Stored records
►

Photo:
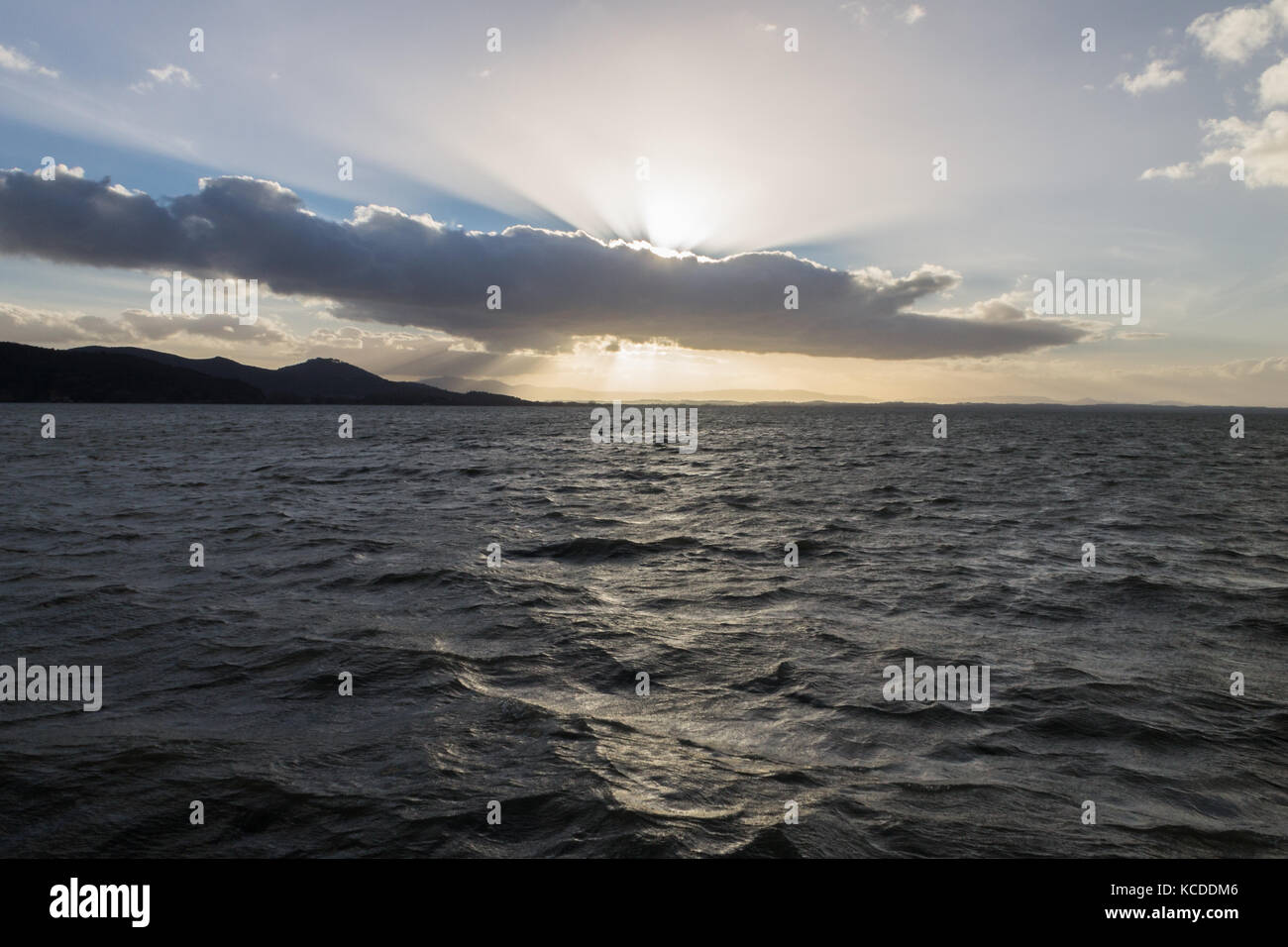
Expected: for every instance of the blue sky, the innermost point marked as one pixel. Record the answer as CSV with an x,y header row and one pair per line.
x,y
824,153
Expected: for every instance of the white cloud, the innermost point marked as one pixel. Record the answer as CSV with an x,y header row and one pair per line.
x,y
1274,85
1171,171
1236,33
1262,146
166,75
16,62
1158,75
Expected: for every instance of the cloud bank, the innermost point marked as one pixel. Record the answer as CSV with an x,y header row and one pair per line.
x,y
385,265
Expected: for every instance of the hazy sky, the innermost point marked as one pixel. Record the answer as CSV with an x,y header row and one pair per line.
x,y
643,180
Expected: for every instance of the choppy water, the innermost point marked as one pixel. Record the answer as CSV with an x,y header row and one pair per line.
x,y
518,684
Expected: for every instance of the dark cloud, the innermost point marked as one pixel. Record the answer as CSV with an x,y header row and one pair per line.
x,y
387,266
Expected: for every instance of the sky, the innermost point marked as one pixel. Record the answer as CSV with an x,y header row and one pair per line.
x,y
854,198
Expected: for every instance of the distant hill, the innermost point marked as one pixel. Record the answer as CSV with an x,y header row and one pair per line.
x,y
104,373
733,395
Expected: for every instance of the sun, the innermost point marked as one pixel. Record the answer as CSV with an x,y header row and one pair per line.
x,y
673,226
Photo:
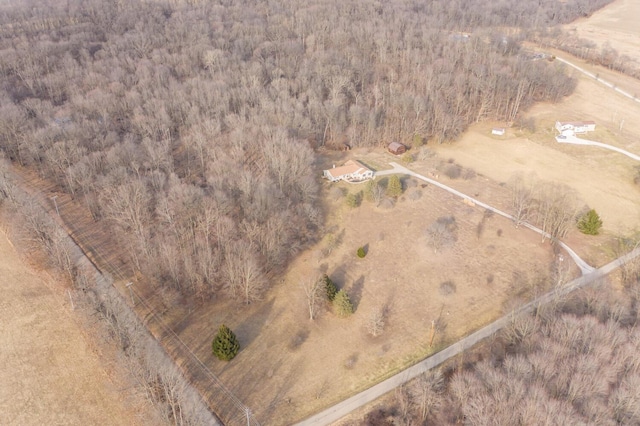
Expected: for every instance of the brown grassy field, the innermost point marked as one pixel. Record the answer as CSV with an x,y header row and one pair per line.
x,y
52,372
291,367
615,24
603,179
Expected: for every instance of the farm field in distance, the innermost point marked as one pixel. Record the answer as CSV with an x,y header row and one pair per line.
x,y
615,24
603,179
180,146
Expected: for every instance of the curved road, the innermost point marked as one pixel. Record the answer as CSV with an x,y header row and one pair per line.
x,y
345,407
579,141
590,275
595,77
585,268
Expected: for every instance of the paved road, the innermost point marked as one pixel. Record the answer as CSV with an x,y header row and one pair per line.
x,y
606,83
579,141
585,268
345,407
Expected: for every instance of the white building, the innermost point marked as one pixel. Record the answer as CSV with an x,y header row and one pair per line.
x,y
352,171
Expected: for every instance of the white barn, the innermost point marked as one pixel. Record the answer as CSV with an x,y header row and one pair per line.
x,y
352,171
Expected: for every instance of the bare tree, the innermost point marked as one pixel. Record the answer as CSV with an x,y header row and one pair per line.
x,y
314,292
427,392
522,196
556,208
244,275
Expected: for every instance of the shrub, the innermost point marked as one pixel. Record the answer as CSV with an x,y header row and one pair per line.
x,y
330,288
590,223
225,345
417,141
351,200
342,304
394,188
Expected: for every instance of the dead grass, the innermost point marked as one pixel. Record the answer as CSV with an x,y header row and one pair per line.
x,y
311,365
615,24
603,179
51,372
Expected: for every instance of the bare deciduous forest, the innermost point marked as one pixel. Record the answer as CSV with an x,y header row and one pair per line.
x,y
195,130
574,362
191,126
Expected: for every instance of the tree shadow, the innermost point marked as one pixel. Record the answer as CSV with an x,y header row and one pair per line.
x,y
355,292
251,327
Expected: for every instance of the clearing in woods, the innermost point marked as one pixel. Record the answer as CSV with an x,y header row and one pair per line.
x,y
309,365
51,373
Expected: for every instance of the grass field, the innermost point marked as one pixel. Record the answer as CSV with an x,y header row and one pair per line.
x,y
52,372
615,25
310,365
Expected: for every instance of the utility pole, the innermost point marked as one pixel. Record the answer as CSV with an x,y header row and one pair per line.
x,y
247,411
55,203
433,332
128,285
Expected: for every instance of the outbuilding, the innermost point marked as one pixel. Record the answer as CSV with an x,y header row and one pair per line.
x,y
396,148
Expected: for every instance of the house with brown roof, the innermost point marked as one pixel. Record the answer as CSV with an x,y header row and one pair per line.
x,y
396,148
352,171
568,128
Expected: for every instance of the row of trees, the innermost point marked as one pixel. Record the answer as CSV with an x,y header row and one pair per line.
x,y
149,368
574,362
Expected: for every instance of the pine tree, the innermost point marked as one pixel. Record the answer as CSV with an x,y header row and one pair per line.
x,y
330,288
394,188
225,345
342,304
590,223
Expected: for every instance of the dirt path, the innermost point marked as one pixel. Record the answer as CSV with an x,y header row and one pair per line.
x,y
579,141
50,372
600,80
585,268
340,410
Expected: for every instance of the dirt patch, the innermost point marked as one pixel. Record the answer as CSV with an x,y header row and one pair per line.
x,y
51,372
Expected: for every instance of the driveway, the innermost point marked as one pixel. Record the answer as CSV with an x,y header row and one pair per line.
x,y
585,268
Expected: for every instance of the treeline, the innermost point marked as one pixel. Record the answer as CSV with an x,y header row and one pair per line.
x,y
572,362
140,357
191,126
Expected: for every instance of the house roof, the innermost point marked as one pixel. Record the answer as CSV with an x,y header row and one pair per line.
x,y
349,167
576,123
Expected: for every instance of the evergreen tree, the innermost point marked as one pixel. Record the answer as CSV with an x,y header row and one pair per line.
x,y
225,345
590,223
330,288
394,188
342,304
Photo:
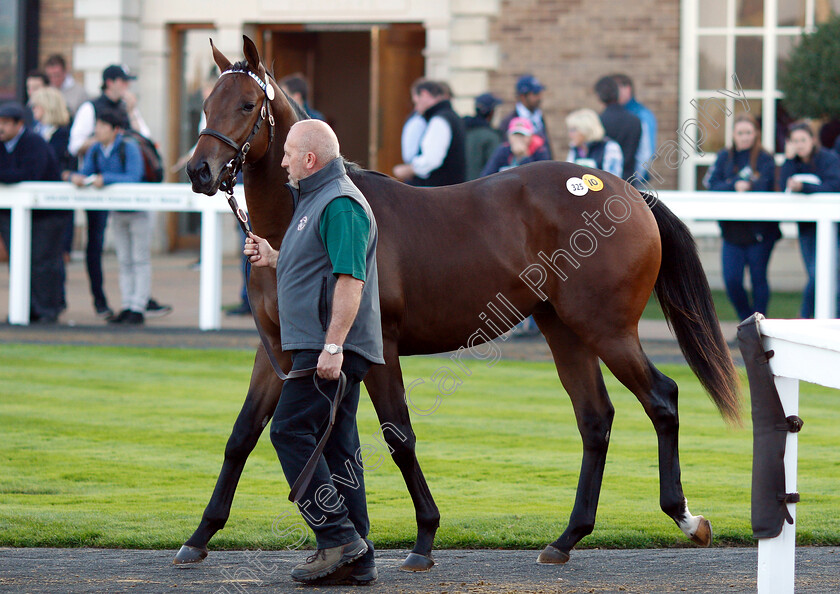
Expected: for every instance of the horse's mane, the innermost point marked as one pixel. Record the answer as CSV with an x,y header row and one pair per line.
x,y
353,168
242,66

◄

EXERCISE
Each entry should be repeated exactly as it appears; the pictures stay out.

ANSWER
Photo:
Expected: for every instance of the blue sky, the innermost point marked as one pixel. Record the answer as CSV with an x,y header row and one pair per line.
x,y
824,153
Expected: for every instance of the white cloud, the innermost point marked as one pixel. Record the answer as CSV with an x,y header row and one pair per line.
x,y
1274,85
1171,171
1236,33
1262,146
166,75
16,62
1158,75
Expected: for every instance of the cloud bank, the innermost point marked as one pixel. Record the answer as CSV with an x,y header row and one pair per line.
x,y
385,265
Expected: for every instance of the hazy sky, the innermost point marked as one pixel. Record the answer as CSV with an x,y header row and one pair per line.
x,y
643,180
Expected: for every instance of the choppy water, the innermost point marked as one pixel. Record the answer as CSV with an x,y header row and one pair per line.
x,y
518,684
Expected: for every instance of the dark cloud, the innermost point marked as one pixel. Record the answer as CSV with an x,y header row and one pair per line.
x,y
387,266
Expected: for every instance of the sky, the innermost point marked as one pixel. Record the answer as CSV with an x,y header row and one pair per line.
x,y
854,198
Expected: for every instance of the distant hill, the innermost point marked as one pixel. Record the answer as CSV with an x,y header row and one pair per line.
x,y
104,373
733,395
Expected: for every instance of the sun, the innermost point marked as one pixel. Record the answer as CSV with an x,y header row and one pair per line.
x,y
673,226
Photo:
Expected: for every instance of the brown grassy field, the innermost point marked as one pixel. Record the answer as CSV with an x,y header row and one pair per line.
x,y
52,372
291,367
615,24
603,179
Expected: for every instance of the farm field in distance, the innermost point marked as one pixel. Record the answer as CSV with an x,y header row and one pair per line.
x,y
615,24
603,179
180,146
Expected: for every instance of the curved road, the innermost point marked as one pixel. Record the answer as CSV with an x,y header row and one pair per line.
x,y
345,407
579,141
590,275
595,77
585,268
Expected: for every instance of the paved road, the innermost point marked as one pixel. Record the answer as CSV with an x,y header row and one pair per line.
x,y
606,83
579,141
585,268
345,407
Expected: for every instance of the white building, the innermost point marked as one pixel. Record the answer as CSV with an x,y header row and one pair per line.
x,y
352,171
Expected: for every instance of the white barn, the innermost point marked as one pixel. Record the answer as CSV with an x,y header row and one pair per line.
x,y
352,171
Expected: for every instance of the bare tree, the innermost point marked as one pixel. Record the answer as CSV with an x,y header row and one pair per line.
x,y
314,292
427,392
522,196
556,208
244,275
Expected: for every instance of the shrub, the innermost point marked as one pixel. Record the answer as CSV with an x,y header row and one pair per line.
x,y
330,288
590,223
225,345
417,141
351,200
342,304
394,188
Expected: for every instance of the dead grass, the innermost point marked as one pixel. Record the answer as CSV with an x,y header row and one pair per line.
x,y
311,365
615,24
603,179
51,372
Expected: for every instance of the bare deciduous forest, the innermost point marked as one pixel. Record the answer as CSV with an x,y header row and one pair per line.
x,y
195,130
574,362
191,126
Expected: for every instance of the tree shadow, the innermost point marked as one pixel. Record the answer as CSV with an x,y header row and one pair per line.
x,y
355,292
251,327
Expected: for every instance of the clearing in woods, the innermost point marked as one pixel. Record the answer as CSV with an x,y header row and one pair per line.
x,y
309,365
51,373
Expected: for every instance of the grass field, the innermost point marked as one pixel. Record the answer as CSV with an x,y header row and one pair per line.
x,y
52,372
615,25
310,365
Expected: for every instance of the utility pole, the innermost point marked as one pixel. Record the answer as CSV with an x,y header row and one pair per line.
x,y
247,411
55,203
433,332
128,285
Expected: for every instance of the outbuilding, the innermost point marked as one pixel. Record the answer as CSV with an x,y header row and one pair per line.
x,y
396,148
Expected: for every instance of the house with brown roof, the innermost point marked as one pixel. Record the answer as CSV with an x,y header row and one pair per line.
x,y
396,148
352,171
568,128
Expected: for every instance of the row of trees, the innermost point marked as one pixel. Record the answer as CSV with an x,y header row and one pair per line.
x,y
149,368
574,362
Expected: for every instance of the pine tree, the innermost point marked as one pixel. Record the answer as CSV with an x,y header row and one pair per line.
x,y
330,288
394,188
225,345
342,304
590,223
Expected: for every instance of the dirt path, the innermost point marked as one pixel. Record the answer as CSV with an x,y header row and one pair per line.
x,y
579,141
50,372
600,80
585,268
340,410
Expected: for every instance of the dirt patch, the innermost point marked as one pixel. Record the answer as CSV with an x,y header row and one pair per line.
x,y
51,372
Expected: for every instance of the driveway, the innermost point marked as one pixel. Record the answer as CSV with an x,y header row and one pair per line.
x,y
585,268
Expected: for every instance of the treeline, the innermost point marked as one pixel. Record the answer as CSV with an x,y header row and one pair per line.
x,y
572,362
140,357
191,126
Expected: for every instance of the house roof, the innermost point marked as one pixel. Record the answer as CSV with an x,y header row and one pair per line.
x,y
349,167
576,123
Expected: for every instance of the evergreen tree, the innermost point marked as one pixel. Record the answer as CSV with an x,y header row and one pair per line.
x,y
225,345
590,223
330,288
394,188
342,304
Photo:
Expected: for every instance of the horse's mane, the innermost point marked as one pixel. Record the answer as CSV with an x,y header row and one pair per line.
x,y
353,168
242,66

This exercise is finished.